Exercise task:
In the text about the VAT assessment, on what date do HMRC's records show that a form VAT655 was scanned to their Electronic Folder system?

Text provided:
##############################

Given these are the minimum requirements for notification of an
assessment it seems to me that by implication these pieces of information ought
to be established and recorded within HMRC by the time the purported assessment
is said to have been made. In relation to the level of detail required for the
reason for the assessment I note from the decision in Queenspice at [30]
that the reason for the assessment was stated as being “that the correct amount
of VAT was not declared for the periods shown.” None of the other documents
referred to by Lord Pentland mention further reasons given and at [36] he
concludes that when taken together the documents he identified set out clearly
and unambiguously, the four matters identified as being the necessary elements of
valid notification. I take from this that the requirement to notify “the
reason for the assessment” does not necessarily require detailed reasons to be
notified.
28.
Ms Henton-Pusey’s evidence included a description of HMRC’s procedures
for inputting figures onto HMRC’s system and the generation of documents and
schedules and her recollections about issuing what she termed a pre-assessment
letter and attached schedules. HMRC argue Ms Henton-Pusey made the assessment
on or around 2 February 2006 based on her recollection of creating the Schedule
of Assessment, the reference to the Schedule as an enclosure in her letter of 2
February 2006 and HMRC’s records that a form VAT655 was scanned to their
Electronic Folder (EF) system on 4 February 2006 and issued to the appellant on
7 February 2006. Ms Henton-Pusey’s evidence states it was not possible for
there to have been a VAT655 generated without prior production of a VAT641 and
Schedule of Assessment.
29.
The appellant disputes that an assessment was made (or using their term
“raised”). Their case rests on attacking the credibility of the evidence given by
Ms Henton-Pusey. I disagree with that suggestion for the reasons set out at [44]
to [45] below. I also think that the appellant’s point that Ms Henton-Pusey’s
evidence lacks weight because it speaks to matters outside her knowledge is not
founded. Her evidence as to assessment procedure was within her frame of
reference and not an area of specialist expertise. I accept her evidence that
the procedure was for details of the period, the type of error, total VAT due
to/from HMRC to be keyed onto a particular tab (ADS Data) on the Officer’s
Assessment section and that this information automatically populated the next
tab “VAT 641”. Reason codes for the errors were selected from a drop-down list
setting out the key to the reasons and the codes are listed on the VAT641. The
VAT 641 then had to be printed for signature by the officer and counter
signature by a checking or authorising officer. When the VAT 641 was printed a
Schedule of Assessment from the details on the ADS Data tab was automatically
printed too and this feature could not be overridden. The assessing officer
then sent the authorised VAT 641 to be keyed onto HMRC’s mainframe which in
turn automatically generated a VAT 655 Notice of Assessment(s) and/or
Overdeclaration. One copy was issued to the trader at the address on the VAT655
and the other copy was captured to the Electronic Folder with the date of issue
to the trader noted on a secure note facility.

##############################

Records shown:
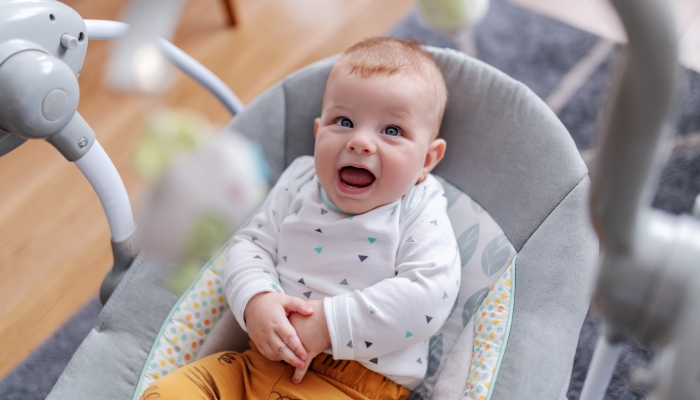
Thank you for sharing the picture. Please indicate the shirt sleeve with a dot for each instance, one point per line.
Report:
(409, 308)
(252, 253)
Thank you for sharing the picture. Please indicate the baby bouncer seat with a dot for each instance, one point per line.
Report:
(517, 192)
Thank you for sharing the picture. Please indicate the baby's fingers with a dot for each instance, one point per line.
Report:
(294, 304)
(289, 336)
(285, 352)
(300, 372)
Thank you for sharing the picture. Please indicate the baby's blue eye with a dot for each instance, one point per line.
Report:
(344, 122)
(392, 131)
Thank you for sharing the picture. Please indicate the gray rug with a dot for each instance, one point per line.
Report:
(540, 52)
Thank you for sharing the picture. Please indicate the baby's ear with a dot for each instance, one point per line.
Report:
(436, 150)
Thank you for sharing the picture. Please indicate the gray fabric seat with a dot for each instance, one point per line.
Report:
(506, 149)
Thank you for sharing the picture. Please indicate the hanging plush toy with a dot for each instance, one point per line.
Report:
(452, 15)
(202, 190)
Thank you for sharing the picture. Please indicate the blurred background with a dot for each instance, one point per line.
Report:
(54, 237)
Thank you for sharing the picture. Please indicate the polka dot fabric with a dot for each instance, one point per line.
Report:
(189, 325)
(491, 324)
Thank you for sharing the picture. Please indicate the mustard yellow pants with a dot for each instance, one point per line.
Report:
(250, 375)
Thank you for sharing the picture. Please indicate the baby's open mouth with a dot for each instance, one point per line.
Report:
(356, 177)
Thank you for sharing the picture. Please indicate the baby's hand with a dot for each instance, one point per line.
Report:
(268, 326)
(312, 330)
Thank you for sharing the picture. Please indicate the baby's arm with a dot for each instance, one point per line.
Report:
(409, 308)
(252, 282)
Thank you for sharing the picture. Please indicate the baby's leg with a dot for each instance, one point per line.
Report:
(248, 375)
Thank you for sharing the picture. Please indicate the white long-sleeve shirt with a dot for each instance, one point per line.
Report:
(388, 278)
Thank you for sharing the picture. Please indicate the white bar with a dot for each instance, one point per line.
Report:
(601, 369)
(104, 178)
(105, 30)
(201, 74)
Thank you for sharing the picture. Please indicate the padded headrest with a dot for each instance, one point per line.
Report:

##############################

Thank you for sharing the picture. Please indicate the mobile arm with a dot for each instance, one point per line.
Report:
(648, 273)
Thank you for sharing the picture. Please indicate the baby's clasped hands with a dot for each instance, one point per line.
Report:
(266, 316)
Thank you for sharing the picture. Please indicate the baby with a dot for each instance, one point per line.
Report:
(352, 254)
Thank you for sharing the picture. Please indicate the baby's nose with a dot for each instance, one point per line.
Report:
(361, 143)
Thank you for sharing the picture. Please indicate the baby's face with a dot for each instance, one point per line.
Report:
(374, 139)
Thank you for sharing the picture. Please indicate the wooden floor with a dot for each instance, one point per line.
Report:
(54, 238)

##############################

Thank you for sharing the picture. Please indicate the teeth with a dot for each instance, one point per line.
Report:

##############################

Correct output:
4 February 2006